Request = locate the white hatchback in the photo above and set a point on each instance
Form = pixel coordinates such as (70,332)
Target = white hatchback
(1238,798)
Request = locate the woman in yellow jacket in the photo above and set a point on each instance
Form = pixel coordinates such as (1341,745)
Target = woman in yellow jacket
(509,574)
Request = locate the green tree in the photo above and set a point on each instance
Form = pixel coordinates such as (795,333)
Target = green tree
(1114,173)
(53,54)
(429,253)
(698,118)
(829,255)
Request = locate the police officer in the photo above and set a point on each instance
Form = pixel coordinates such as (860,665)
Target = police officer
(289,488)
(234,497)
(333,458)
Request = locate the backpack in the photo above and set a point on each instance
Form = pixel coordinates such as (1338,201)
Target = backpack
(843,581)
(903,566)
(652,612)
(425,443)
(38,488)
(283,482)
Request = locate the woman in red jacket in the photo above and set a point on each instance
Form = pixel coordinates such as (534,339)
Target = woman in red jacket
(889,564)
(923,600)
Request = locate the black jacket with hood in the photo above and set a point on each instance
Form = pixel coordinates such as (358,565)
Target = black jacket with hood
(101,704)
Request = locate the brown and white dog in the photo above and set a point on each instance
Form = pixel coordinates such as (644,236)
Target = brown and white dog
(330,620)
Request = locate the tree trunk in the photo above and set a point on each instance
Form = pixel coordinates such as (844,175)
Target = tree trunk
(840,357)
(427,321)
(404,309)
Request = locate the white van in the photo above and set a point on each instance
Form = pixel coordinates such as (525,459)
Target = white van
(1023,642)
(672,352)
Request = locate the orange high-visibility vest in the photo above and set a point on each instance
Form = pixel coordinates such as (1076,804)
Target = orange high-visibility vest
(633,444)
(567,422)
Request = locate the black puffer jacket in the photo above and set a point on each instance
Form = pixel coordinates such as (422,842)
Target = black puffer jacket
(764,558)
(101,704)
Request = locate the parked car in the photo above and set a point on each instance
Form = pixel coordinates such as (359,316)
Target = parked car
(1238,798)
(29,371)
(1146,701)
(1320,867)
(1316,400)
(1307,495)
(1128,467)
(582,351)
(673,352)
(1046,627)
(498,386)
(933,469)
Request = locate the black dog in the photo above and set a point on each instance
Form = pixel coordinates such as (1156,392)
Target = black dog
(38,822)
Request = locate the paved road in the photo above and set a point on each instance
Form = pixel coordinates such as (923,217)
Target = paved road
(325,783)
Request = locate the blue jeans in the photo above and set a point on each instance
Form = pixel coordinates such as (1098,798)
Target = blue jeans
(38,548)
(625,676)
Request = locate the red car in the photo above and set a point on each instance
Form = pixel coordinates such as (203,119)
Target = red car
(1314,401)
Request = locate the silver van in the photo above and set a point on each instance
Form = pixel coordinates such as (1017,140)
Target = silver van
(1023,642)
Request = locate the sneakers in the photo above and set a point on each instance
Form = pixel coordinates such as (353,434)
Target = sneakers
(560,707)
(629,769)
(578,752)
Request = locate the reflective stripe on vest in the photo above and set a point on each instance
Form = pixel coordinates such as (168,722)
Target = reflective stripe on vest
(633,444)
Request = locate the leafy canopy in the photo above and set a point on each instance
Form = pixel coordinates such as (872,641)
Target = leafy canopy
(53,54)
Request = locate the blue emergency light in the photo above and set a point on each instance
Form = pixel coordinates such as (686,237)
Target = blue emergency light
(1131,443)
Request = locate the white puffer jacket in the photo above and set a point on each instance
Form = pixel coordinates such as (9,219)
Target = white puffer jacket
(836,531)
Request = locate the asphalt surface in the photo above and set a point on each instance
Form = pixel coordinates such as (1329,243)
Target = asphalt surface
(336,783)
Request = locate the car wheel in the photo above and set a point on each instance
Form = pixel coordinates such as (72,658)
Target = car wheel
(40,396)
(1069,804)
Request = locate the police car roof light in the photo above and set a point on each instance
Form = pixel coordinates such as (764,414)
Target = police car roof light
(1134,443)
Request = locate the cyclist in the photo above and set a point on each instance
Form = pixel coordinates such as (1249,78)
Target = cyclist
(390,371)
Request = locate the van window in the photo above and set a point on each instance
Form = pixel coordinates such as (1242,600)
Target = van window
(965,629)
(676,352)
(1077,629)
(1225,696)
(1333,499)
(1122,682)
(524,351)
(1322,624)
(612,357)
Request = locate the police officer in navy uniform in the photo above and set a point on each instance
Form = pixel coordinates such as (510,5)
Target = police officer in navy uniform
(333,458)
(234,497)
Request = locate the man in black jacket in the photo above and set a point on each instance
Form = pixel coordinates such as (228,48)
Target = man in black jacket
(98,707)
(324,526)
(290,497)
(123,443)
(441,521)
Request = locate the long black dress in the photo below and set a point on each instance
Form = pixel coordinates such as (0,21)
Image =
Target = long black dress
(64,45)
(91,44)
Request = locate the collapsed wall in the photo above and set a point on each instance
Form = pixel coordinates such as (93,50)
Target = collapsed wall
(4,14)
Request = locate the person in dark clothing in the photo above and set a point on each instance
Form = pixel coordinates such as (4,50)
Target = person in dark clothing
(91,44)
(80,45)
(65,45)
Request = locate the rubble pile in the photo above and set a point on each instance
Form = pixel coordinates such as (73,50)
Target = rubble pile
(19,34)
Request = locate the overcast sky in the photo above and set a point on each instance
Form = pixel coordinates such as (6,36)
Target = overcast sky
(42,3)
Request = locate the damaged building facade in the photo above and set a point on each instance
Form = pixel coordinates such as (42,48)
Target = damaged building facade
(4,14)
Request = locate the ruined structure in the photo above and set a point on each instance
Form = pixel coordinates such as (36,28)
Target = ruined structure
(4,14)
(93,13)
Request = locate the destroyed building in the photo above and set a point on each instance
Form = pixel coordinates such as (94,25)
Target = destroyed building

──────────

▶ Task prompt
Reproduce all of the data above line for line, without changing a single character.

▶ Result below
Request = locate the white hatchback in the photo above and set a point on each instance
Form = pixel coordinates such as (70,332)
Target = white hatchback
(1238,798)
Request = locate the woman in yellow jacket in the photo above and set a point on each instance
Form = pixel coordinates such as (1341,745)
Target = woman in yellow jacket
(509,574)
Request = locate the green tree in the photo above and set a point on each instance
Form = pixel coordinates such as (795,333)
Target = green tree
(1114,173)
(53,54)
(429,253)
(698,118)
(829,255)
Request = locate the police officer in the photo above and set a point on each instance
Form = pixel coordinates such as (860,665)
Target = police officer
(289,488)
(234,497)
(333,458)
Request = locate the backpack in the photo above and set a point on each instance
Form = pixel coordinates such as (1338,201)
Target = backpack
(843,581)
(903,566)
(652,612)
(425,443)
(38,488)
(283,482)
Request = locate the woman in red jacket in the photo above and set a point on each instance
Form = pixel coordinates such as (534,339)
Target = woman in red jacket
(889,564)
(923,600)
Request = locate the black jacket with hood in the photo above and set a point on each instance
Form = pixel coordinates such as (358,565)
Target = black jacket with hood
(101,704)
Request = locate the brown and white dog in the photo above and set a point on each instance
Form = pixel coordinates such as (644,236)
Target = brown and white dog
(330,620)
Request = locate the tree trunk in the photo above and set a point on each instance
Form = pixel coordinates such as (844,175)
Target = tree trunk
(840,357)
(427,321)
(404,309)
Request = locate the white van in the photo above and set a point on each instance
Form = pixel coordinates such as (525,459)
Target = white van
(1023,642)
(672,352)
Request = locate the orange high-visibility vest in the photo above and set a point on each instance
Form = pixel coordinates such as (1076,804)
Target = orange high-visibility vest
(633,444)
(567,422)
Request = locate the black puffer jacket in the photo above and set a point on each instance
Form = pixel coordinates such as (422,842)
Target = black puffer jacket
(764,558)
(101,704)
Request = locate the parked car in the photo above and set a point on each instance
Form = pixel coordinates such as (359,316)
Target = parked car
(1238,798)
(29,371)
(1146,701)
(1320,867)
(1316,400)
(1307,495)
(1128,467)
(582,351)
(673,352)
(1046,627)
(498,386)
(933,469)
Request = locate the black dog in the photo above and set a point on each instance
Form = pixel coordinates such as (1156,392)
Target = black dog
(38,822)
Request = locate the paved road in the photo above and set a point on each instance
Form = pixel coordinates such as (923,217)
Target = paved road
(325,783)
Request = locate the blue jeans in the photo above and set a point on each instance
Form = pixel coordinates such as (1098,798)
Target = blue jeans
(38,548)
(625,676)
Request = locate the red car in the photo above and set a point on each instance
Form = pixel coordinates such as (203,119)
Target = red car
(1314,401)
Request = locate the silver van in the photo above and set a point on each instance
Form = pixel coordinates such as (1017,140)
Target = silver van
(1023,642)
Request = locate the sneakers in the photo above and set a point on each instance
Form = pixel coordinates such as (353,434)
Target = sneakers
(560,707)
(629,769)
(578,752)
Request = locate the reflective stripe on vest in the photo above and set a point on each instance
Form = pixel coordinates such as (168,722)
Target = reflective stripe on vest
(633,444)
Request = locate the leafy canopy in the photo above and set a point on each instance
Form = pixel coordinates such as (872,641)
Target = leafy canopy
(53,54)
Request = locate the blue emergency light in the photo above and set a point on each instance
Form = pixel coordinates such as (686,237)
Target = blue emergency light
(1131,443)
Request = locate the white puffer jacket in the photo above and set a point on each instance
Form = pixel coordinates such as (9,219)
Target = white puffer jacket
(836,531)
Request = locate the asphalt surface in the photo above and set a point on each instance
Form = pixel coordinates such as (1329,243)
Target = asphalt surface
(336,783)
Request = locate the car wheel in the photo above and set a point on each instance
Form = pixel coordinates such as (72,658)
Target = car wheel
(40,396)
(1069,804)
Request = locate the police car roof light in the photo above and set a point on each instance
Form = pixel coordinates such as (764,414)
Target = police car roof light
(1134,443)
Request = locate the cyclist in the photo above and set a point on each instance
Form = pixel coordinates such as (1249,78)
Target = cyclist
(390,371)
Request = locate the van window in the photo above and set a point on each instance
Form = pixel coordinates such as (1242,600)
Target = van window
(965,629)
(676,352)
(1077,629)
(1225,696)
(1333,499)
(1122,682)
(524,351)
(1322,624)
(612,357)
Request = locate the police officer in navy uniform in the photo above and set a point on each instance
Form = pixel coordinates such as (510,5)
Target = police officer in navy uniform
(333,458)
(234,497)
Request = locate the man in black jacket in the photo above and set a point on each instance
Form = pixel coordinates such as (228,48)
Target = man in black jacket
(98,707)
(324,526)
(290,497)
(123,443)
(441,521)
Request = locate the long black dress in the photo below and set a point on each instance
Form = pixel coordinates such as (0,21)
Image =
Target = long black dress
(64,45)
(91,44)
Request = locate the collapsed wall in the photo above and set a point on each instance
Form = pixel coordinates such as (93,50)
Target = collapsed wall
(4,14)
Request = locate the person in dark clothing in the photo above and set a point on each instance
Form = pixel coordinates such as (4,50)
Target = person in dark clothing
(91,44)
(80,45)
(65,45)
Request = locate the rubble pile in the photo above and set a point on each instance
Form = pixel coordinates such as (73,50)
Target = rubble pile
(19,34)
Request = locate the overcast sky in the photo above and set a point on each instance
Form = pixel coordinates such as (6,36)
Target = overcast sky
(42,3)
Request = locate the damaged building facade in the photo above and set a point on each instance
Form = pixel coordinates such as (42,48)
Target = damaged building facade
(4,14)
Request = locate the ruined structure in the photo above and set a point on each instance
Form = pixel coordinates such as (36,28)
Target = ruined structure
(4,14)
(93,13)
Request = locate the destroyed building in the photo above and set a point on each instance
Form = pixel coordinates such as (94,25)
Target = destroyed building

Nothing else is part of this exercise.